■ **Text extract**:
┄┄┄┄┄┄┄┄┄┄┄┄┄┄┄┄┄┄┄┄

Cora brooded, her eyes somber and black. She looked up, and two sparks of defiance quivered in the pupils. She said, with bitter irony, “I don’t know but that papa was right! He seemed to enjoy life more just puttering around than the rest of us did trying to get somewhere.”
      Aunt Soph took that more seriously than Cora had intended. “Well, I believe there’s something in that,” she said. Your father knew how to have a good time all right . . . but then, somebody had to do the work!"
      “That’s the devil of it,” Cora muttered.

ex Ruth Suckow, Cora (1929) : 131
borrowable at archive.org : link

Cora doesn’t mind the work, it will turn out.

┄┄┄┄┄┄┄┄┄┄┄┄┄┄┄┄┄┄┄┄

[Dataset records on object locations]
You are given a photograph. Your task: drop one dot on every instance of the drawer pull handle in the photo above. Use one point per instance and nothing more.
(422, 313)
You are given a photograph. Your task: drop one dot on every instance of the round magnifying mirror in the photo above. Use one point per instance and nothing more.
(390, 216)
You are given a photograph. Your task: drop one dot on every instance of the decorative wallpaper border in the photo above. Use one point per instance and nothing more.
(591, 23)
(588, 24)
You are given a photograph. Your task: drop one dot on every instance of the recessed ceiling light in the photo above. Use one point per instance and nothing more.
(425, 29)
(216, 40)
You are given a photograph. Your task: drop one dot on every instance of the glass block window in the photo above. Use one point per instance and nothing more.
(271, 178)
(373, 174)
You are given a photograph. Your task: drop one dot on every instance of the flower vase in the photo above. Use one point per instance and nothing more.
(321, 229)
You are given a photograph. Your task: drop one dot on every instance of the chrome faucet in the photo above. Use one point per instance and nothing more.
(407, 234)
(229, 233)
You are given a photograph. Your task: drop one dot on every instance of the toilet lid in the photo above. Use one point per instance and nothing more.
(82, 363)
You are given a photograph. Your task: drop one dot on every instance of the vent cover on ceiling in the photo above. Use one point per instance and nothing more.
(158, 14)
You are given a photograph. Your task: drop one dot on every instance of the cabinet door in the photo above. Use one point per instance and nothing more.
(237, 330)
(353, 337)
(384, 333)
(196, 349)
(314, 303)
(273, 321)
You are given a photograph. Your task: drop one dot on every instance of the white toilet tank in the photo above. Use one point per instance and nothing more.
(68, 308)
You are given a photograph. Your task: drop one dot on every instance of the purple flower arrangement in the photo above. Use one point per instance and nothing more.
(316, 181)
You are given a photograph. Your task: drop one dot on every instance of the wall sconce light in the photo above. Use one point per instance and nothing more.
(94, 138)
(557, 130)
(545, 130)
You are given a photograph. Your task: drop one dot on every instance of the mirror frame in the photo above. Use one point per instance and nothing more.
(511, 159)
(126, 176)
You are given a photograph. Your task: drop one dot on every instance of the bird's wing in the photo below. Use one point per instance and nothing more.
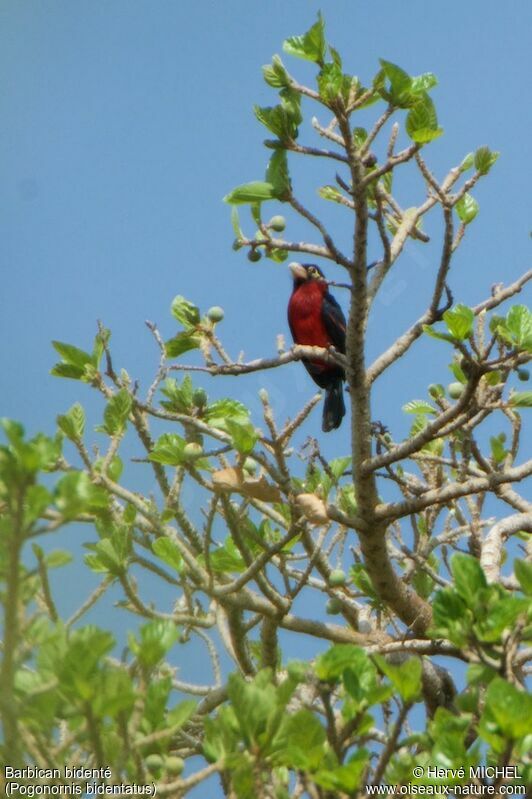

┄┄┄┄┄┄┄┄┄┄┄┄┄┄┄┄┄┄┄┄

■ **What the task requires**:
Extend the passage about Cora and Aunt Soph, starting right after its final sentence.

■ **Result for this exercise**:
links and observations

  1. good discussion of this novel, and other of Suckow’s writing, in
    Judith Pierson, “A New Reading of Ruth Suckow” (1992). (Easterm Illinois University, Masters Theses, 2218) : link
  2. Ruth Suckow (1892-1960), writer, apiarist, pacificist
    wikipedia : link

  3. Chronology of Ruth Suckow’s Life (Ruth Suckow Memorial Foundation) : link
  4. intrigued by the William Everson connection (Waldport); have been reading more of Suckow’s writing, and will continue to.
    brings Marilynne Robinson to mind.
  5. A Cora was the wife of Elijah Halford McVey, my great-grandfather; there was a second wife, Elenda, that no one talked about. his daughter-in-law was Ruth.